■ Instructions for the task ■
Below are some records. Print exactly the lines between the one holding "Query: plastic harvest bucket" and the one holding "Query: red fruit on tree", inclusive, and nothing else.
___ The input ___
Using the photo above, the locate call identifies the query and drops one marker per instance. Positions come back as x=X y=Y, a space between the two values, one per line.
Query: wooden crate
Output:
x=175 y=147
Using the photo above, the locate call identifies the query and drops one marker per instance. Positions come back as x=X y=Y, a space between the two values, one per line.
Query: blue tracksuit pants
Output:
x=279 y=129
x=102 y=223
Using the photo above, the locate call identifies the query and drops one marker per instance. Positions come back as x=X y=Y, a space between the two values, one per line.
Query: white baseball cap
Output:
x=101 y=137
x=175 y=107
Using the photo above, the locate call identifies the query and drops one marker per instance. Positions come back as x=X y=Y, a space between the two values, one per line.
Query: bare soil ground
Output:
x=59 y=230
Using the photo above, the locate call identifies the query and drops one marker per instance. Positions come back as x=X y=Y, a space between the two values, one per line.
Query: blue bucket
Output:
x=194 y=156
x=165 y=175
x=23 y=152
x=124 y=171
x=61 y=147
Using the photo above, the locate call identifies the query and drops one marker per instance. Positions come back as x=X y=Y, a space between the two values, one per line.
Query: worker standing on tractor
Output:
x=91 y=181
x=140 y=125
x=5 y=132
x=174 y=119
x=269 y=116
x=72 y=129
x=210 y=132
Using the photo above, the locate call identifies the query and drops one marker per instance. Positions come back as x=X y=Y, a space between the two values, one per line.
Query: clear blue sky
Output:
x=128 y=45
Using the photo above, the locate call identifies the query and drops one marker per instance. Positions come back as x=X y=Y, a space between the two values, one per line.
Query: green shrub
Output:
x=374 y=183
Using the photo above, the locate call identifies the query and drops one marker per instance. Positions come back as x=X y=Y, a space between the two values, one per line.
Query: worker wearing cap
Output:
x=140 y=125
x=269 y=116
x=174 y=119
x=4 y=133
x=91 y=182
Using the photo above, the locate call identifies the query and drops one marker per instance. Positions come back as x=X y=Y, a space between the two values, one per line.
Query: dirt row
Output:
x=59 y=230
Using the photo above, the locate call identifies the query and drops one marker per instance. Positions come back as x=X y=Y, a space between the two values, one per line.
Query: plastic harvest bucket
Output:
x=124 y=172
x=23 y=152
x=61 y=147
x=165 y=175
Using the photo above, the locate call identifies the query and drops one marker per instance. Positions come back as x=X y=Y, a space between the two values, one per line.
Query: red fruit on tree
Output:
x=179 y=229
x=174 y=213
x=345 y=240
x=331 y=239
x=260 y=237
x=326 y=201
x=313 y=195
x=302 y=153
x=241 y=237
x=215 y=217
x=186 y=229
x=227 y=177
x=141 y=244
___
___ The input ___
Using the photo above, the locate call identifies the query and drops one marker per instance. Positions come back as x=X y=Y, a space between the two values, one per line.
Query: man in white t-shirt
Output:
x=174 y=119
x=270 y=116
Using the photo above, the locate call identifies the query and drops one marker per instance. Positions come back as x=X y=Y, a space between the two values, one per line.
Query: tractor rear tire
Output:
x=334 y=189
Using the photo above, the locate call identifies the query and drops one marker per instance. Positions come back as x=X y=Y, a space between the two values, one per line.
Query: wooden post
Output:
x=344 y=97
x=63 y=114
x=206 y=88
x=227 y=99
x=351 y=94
___
■ Solution ■
Query: plastic harvest bucket
Output:
x=124 y=172
x=23 y=152
x=61 y=147
x=165 y=175
Using the photo above, the locate call identifies the query and drops one marker per instance. Positions come back as x=X y=Y, a space between the two values, one per line.
Query: red fruit on tree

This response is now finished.